**Consigne A:** Pour chaque affirmation, dites si elle concorde avec l’extrait sur le Japon et les États-Unis, en répondant par oui ou non et en citant les mots décisifs de l’extrait. (i) Le Japon peut en principe fermer les bases américaines avec un préavis d’un an. (ii) La réouverture forcée du Japon date de 1868. (iii) Le Parti démocrate japonais a remporté les élections en 2009.

**Extrait à lire:**
┌──

Jadis la Chine, aujourd’hui les États-Unis, la puissance placée au sommet de la hiérarchie mondiale est toujours tentée d’abuser de sa force tout en étant la clé de voûte de la stabilité du monde. D’où la complexité des sentiments des Japonais à l’égard des deux géants. Dans le monde sino-centré bâti sur une vision confucéenne partagée par l’Archipel et l’Empire, le jeu était simple : manifester la déférence due à qui occupe le sommet de la hiérarchie suffisait en principe à assurer que le géant ne deviendrait pas agresseur. Quand l’irruption des Occidentaux en Asie au XVIe siècle a changé les règles du jeu, le Japon a choisi de s’en retirer. Après sa réouverture forcée (1853), jeté dans un univers dont le centre avait disparu, il s’y est perdu. L’occupation américaine et la guerre froide lui ont recréé un monde où la puissance dominante s’imposait à lui. Son problème géostratégique est redevenu simple. Il ne s’agissait plus que de trouver vis-à-vis des États-Unis la « juste distance » : celle qui lui permettrait de protéger autant que possible ses intérêts nationaux dans le cadre d’une relation d’inégalité acceptée comme l’ordre naturel des choses.
La relation avec les États-Unis a assuré la sécurité du Japon et a beaucoup contribué à sa croissance économique, mais elle a impliqué de lourds sacrifices. En principe, le Japon peut fermer les bases américaines avec un préavis d’un an ; en pratique, il a abdiqué de facto sa souveraineté en laissant les Américains les utiliser à leur guise, notamment pour la guerre du Viêtnam. Au plan diplomatique, il s’est trouvé empêché d’épanouir sa relation avec l’Asie et a dû – entre autres – abandonner, après la première guerre du Golfe, les positions qu’il avait acquises en Irak et en Iran au grand dam des pétroliers américains. Il reste sous une contrainte politique très rude. En 2009, la victoire électorale du Parti démocrate japonais, qui voulait établir une « relation d’égal à égal » avec les États-Unis, a permis à ces derniers de rappeler qui commande : sur le dossier du déplacement de leur base de Futenma (à Okinawa), ils ont refusé tout compromis et infligé au PDJ un camouflet qui a compromis en quelques mois une expérience politique que Washington voyait d’un mauvais œil.

└──

**Consigne B:** Recopiez les lignes de la liste ci-dessous, de la ligne contenant « the figurine's arm » jusqu’à la ligne contenant « left=272, top=147, right=289, bottom=172 », ces deux lignes comprises.

**Extraits de jeux de données annotés par boîtes englobantes:**
┌──

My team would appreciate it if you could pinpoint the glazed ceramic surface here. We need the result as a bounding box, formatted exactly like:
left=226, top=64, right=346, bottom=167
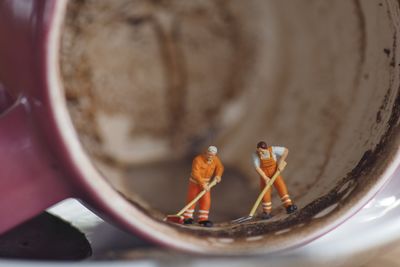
left=0, top=0, right=400, bottom=254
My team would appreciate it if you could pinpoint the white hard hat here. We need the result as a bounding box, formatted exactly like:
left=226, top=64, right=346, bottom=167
left=207, top=146, right=218, bottom=155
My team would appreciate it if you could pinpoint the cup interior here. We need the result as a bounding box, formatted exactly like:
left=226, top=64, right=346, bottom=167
left=60, top=0, right=400, bottom=254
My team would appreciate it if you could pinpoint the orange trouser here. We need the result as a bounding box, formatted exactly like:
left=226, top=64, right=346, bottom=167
left=260, top=164, right=292, bottom=213
left=183, top=181, right=211, bottom=221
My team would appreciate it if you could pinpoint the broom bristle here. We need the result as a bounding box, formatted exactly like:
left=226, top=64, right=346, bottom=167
left=165, top=215, right=183, bottom=224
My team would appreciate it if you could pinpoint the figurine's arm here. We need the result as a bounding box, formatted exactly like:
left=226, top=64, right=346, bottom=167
left=214, top=157, right=224, bottom=183
left=253, top=154, right=269, bottom=181
left=192, top=157, right=205, bottom=187
left=272, top=147, right=289, bottom=172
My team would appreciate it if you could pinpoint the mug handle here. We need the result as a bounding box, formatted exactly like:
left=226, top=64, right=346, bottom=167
left=0, top=102, right=71, bottom=234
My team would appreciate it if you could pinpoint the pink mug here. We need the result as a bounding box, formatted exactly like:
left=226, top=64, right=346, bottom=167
left=0, top=0, right=400, bottom=255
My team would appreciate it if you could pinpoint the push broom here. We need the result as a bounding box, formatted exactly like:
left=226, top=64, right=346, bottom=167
left=232, top=161, right=287, bottom=224
left=164, top=179, right=217, bottom=224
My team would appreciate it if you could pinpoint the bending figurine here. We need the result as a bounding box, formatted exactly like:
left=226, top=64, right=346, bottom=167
left=253, top=141, right=297, bottom=219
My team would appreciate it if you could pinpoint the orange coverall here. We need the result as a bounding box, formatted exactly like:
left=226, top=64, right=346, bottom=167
left=259, top=147, right=292, bottom=213
left=183, top=154, right=224, bottom=221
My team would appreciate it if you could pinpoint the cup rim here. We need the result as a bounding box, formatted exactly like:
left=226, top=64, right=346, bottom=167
left=45, top=0, right=400, bottom=255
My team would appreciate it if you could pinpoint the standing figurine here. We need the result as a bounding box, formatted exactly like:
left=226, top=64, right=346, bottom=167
left=183, top=146, right=224, bottom=227
left=253, top=141, right=297, bottom=219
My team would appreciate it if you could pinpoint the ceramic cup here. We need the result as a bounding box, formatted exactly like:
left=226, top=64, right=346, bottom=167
left=0, top=0, right=400, bottom=254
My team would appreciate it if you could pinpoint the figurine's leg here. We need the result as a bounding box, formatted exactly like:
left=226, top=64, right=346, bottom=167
left=260, top=179, right=272, bottom=217
left=199, top=191, right=211, bottom=222
left=183, top=182, right=201, bottom=222
left=274, top=176, right=297, bottom=213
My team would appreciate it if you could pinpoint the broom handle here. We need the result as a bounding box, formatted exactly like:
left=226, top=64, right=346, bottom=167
left=249, top=162, right=286, bottom=217
left=176, top=179, right=217, bottom=216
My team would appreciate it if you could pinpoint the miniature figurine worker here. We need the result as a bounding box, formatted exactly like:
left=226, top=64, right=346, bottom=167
left=253, top=141, right=297, bottom=219
left=183, top=146, right=224, bottom=227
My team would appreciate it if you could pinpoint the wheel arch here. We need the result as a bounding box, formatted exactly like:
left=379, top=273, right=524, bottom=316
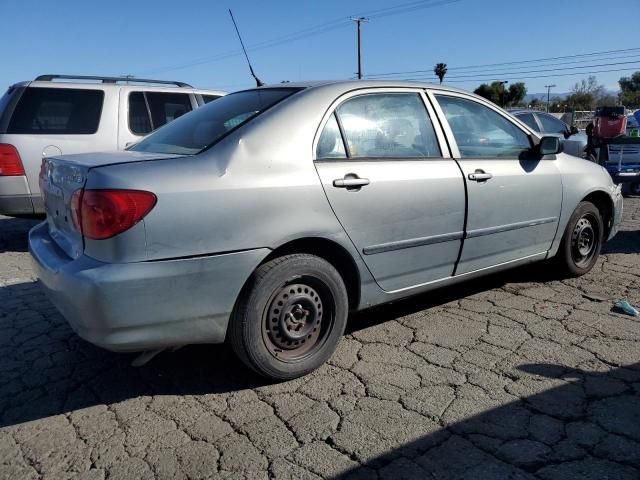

└──

**Réponse A:**
(i) Oui : « En principe, le Japon peut fermer les bases américaines avec un préavis d’un an ».
(ii) Non : « Après sa réouverture forcée (1853) ».
(iii) Oui : « En 2009, la victoire électorale du Parti démocrate japonais ».

**Réponse B:**
My team would appreciate it if you could pinpoint the figurine's arm here. We need the result as a bounding box, formatted exactly like:
left=226, top=64, right=346, bottom=167
left=214, top=157, right=224, bottom=183
left=253, top=154, right=269, bottom=181
left=192, top=157, right=205, bottom=187
left=272, top=147, right=289, bottom=172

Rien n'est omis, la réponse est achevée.